*Brief*: In the data below, one line contains "Query: high visibility yellow jacket" and a later one contains "Query: bed pillow". Print both, with every line between them, exactly and alone.

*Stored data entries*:
* * * * * * *

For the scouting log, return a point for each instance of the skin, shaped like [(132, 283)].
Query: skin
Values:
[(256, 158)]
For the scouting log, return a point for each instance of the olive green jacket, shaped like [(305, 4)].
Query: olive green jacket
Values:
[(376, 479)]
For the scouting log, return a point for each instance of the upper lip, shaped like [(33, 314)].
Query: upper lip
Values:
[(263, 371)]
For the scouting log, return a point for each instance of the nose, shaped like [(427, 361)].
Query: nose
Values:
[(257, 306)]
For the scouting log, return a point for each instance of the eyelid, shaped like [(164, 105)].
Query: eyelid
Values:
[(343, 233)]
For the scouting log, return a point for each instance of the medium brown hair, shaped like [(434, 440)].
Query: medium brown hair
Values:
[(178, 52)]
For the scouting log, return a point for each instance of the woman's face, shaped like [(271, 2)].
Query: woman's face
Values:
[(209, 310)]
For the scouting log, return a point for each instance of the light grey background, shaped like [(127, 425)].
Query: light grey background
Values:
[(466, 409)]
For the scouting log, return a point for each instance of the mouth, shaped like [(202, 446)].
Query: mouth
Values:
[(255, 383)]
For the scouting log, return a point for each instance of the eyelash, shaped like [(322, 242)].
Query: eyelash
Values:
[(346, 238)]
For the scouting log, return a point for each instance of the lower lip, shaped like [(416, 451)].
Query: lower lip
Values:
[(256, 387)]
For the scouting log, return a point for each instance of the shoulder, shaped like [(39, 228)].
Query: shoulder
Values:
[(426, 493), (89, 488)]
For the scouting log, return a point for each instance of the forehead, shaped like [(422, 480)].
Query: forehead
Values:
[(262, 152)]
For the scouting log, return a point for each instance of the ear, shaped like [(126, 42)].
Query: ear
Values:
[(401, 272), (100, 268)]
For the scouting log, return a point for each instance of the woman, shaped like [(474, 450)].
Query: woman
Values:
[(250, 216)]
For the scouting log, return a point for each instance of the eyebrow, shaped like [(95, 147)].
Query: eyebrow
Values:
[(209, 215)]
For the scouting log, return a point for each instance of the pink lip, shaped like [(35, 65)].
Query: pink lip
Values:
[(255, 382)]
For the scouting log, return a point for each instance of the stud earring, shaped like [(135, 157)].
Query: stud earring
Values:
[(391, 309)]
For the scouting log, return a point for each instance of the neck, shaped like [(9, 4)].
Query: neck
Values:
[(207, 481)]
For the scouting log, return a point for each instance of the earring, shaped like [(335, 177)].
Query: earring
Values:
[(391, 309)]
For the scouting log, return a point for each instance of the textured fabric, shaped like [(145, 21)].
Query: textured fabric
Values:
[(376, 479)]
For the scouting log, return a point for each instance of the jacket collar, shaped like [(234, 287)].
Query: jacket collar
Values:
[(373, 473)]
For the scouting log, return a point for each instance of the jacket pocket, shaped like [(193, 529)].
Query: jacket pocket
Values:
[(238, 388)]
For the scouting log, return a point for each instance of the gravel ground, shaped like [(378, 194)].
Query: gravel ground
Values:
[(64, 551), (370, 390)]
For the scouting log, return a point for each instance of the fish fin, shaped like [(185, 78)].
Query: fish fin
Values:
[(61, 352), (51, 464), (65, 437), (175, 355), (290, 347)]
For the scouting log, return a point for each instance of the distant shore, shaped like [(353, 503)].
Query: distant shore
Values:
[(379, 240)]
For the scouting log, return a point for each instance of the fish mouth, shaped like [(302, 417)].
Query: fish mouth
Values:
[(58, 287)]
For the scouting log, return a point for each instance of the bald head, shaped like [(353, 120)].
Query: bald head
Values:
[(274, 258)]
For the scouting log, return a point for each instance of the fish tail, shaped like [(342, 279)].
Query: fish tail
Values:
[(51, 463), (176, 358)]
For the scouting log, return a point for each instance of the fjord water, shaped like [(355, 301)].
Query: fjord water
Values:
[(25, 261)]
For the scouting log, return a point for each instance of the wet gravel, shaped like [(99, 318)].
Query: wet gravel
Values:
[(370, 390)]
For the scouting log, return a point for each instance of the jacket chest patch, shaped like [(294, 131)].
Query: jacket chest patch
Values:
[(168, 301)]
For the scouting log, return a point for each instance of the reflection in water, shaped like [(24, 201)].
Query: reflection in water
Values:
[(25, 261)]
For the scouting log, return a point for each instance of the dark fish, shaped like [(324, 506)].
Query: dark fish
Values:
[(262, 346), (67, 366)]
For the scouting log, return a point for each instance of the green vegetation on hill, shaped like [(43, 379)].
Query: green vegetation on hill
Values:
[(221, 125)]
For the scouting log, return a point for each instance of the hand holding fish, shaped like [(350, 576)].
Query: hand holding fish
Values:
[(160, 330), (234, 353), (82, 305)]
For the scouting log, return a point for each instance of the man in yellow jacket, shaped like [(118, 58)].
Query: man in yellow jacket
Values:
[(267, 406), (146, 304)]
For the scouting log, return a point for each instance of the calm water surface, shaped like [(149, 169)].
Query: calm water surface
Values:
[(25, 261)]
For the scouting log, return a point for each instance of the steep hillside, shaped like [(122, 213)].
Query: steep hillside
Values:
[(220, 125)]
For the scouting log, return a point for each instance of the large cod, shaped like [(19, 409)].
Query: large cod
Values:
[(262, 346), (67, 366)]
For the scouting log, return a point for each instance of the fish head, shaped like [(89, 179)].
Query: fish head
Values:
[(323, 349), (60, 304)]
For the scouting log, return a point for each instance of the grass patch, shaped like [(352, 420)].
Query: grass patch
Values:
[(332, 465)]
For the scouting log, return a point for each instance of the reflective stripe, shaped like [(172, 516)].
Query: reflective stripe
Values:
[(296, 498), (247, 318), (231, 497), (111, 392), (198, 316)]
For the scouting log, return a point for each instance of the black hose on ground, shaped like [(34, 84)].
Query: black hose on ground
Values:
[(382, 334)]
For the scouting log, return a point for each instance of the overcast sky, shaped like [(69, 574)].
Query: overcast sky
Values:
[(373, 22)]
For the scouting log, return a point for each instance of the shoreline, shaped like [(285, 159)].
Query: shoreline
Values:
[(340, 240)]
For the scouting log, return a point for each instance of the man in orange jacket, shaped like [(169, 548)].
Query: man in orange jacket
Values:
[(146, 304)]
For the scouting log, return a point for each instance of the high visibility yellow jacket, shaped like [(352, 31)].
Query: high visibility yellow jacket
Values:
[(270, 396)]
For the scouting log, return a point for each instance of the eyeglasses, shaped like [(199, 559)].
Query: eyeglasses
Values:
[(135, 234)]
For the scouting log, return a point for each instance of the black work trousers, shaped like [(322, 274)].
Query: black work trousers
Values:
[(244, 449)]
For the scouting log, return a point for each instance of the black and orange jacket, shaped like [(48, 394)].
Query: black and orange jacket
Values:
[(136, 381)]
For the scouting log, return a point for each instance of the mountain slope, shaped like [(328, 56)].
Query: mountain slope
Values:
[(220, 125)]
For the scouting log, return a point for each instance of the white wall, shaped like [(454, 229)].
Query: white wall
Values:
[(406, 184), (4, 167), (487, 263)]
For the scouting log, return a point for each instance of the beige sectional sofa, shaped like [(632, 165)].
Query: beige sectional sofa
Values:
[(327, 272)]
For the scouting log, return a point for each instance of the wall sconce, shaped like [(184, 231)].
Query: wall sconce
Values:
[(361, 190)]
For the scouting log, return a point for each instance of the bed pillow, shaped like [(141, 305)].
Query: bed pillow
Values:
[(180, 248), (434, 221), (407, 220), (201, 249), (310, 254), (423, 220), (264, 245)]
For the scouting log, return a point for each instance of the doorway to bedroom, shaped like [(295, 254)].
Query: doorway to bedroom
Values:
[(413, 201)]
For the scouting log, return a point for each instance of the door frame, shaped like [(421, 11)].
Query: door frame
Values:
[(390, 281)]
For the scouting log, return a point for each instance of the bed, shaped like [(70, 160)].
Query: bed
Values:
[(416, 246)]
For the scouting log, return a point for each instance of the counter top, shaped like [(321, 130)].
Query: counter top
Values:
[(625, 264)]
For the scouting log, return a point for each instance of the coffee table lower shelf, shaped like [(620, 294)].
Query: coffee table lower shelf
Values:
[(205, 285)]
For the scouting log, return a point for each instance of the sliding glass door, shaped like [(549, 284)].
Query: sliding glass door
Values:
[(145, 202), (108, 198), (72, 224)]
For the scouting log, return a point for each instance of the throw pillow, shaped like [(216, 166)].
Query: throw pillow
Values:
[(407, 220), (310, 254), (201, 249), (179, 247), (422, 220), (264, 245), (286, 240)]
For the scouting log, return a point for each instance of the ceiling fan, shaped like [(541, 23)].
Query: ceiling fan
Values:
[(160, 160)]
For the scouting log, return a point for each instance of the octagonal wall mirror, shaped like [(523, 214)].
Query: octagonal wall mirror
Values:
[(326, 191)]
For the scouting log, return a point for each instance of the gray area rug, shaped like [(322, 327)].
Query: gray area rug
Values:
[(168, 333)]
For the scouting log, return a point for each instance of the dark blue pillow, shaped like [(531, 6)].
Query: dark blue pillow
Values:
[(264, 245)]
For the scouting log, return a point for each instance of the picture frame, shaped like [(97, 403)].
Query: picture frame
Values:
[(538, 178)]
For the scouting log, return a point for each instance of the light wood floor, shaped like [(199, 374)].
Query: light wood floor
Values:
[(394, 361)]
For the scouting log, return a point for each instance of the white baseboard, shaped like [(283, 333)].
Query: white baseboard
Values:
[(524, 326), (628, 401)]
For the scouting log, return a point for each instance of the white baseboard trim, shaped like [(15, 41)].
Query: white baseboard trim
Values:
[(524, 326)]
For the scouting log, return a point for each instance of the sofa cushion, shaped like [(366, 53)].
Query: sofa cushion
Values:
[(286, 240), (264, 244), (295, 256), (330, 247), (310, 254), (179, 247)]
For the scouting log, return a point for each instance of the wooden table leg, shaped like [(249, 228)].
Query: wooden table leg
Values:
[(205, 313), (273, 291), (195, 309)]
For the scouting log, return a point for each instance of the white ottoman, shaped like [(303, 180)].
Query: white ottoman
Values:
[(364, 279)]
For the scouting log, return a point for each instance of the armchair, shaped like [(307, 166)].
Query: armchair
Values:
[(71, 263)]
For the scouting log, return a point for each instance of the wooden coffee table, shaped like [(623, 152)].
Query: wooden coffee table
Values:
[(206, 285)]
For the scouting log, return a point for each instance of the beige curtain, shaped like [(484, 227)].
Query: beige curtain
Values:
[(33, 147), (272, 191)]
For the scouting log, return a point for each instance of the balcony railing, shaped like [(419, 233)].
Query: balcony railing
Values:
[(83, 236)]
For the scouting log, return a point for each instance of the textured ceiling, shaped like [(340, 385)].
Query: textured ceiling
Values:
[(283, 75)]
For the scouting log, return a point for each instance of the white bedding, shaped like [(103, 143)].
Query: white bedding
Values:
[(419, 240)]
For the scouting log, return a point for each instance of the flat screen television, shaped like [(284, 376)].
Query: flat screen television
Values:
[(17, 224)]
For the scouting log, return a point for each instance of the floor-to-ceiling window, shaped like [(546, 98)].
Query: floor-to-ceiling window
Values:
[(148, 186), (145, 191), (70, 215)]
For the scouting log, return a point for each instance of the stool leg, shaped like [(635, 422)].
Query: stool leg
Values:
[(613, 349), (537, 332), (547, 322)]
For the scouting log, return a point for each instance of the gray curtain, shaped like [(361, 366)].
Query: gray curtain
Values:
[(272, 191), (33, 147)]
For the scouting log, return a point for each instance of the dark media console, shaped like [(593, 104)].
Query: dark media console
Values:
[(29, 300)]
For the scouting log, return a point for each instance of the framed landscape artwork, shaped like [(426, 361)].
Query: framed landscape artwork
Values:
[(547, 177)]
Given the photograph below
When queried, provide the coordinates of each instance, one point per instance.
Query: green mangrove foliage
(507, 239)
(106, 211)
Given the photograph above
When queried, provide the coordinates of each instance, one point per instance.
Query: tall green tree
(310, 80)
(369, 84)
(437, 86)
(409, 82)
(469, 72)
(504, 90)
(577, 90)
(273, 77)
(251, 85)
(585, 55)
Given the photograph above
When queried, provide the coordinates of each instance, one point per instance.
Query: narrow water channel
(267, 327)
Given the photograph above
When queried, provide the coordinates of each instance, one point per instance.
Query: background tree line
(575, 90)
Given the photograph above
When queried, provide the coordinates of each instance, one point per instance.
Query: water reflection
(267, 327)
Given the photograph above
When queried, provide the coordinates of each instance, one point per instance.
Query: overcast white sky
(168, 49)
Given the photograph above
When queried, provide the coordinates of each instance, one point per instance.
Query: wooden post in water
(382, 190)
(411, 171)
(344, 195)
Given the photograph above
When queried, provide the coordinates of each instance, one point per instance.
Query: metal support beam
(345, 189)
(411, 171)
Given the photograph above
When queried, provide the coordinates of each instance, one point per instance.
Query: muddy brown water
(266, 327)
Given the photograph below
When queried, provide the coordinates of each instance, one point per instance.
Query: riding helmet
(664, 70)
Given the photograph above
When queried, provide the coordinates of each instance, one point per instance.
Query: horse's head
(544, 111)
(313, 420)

* * * * * * *

*Response area*:
Query: high visibility yellow jacket
Values:
[(270, 396)]
For the scouting log, return a point for each instance of the eyeglasses, shaped like [(199, 559)].
Query: eyeglasses
Values:
[(135, 234)]
For the scouting log, return a point for each instance of the black work trousers, shaped like [(322, 274)].
Query: black work trousers
Values:
[(244, 449)]
For the scouting log, return a point for each instance of the black and orange jacket, shaped like [(48, 394)].
Query: black and orange jacket
Values:
[(136, 381)]
For the scouting log, return a point for each instance of the mountain slope, shaped like [(328, 56)].
Query: mountain slope
Values:
[(220, 125)]
For the scouting log, return a point for each instance of the white wall, shaped like [(454, 229)].
Query: white wall
Values:
[(406, 184), (4, 167), (487, 263)]
For the scouting log, return a point for each instance of the beige sectional sofa, shaped like [(632, 165)].
Query: beige sectional sofa
Values:
[(327, 272)]
For the scouting log, return a point for each instance of the wall sconce, shaped like [(184, 231)].
Query: wall sconce
Values:
[(361, 190)]
For the scouting log, return a point for each instance of the bed pillow, shaped like [(141, 305)].
Query: bed pillow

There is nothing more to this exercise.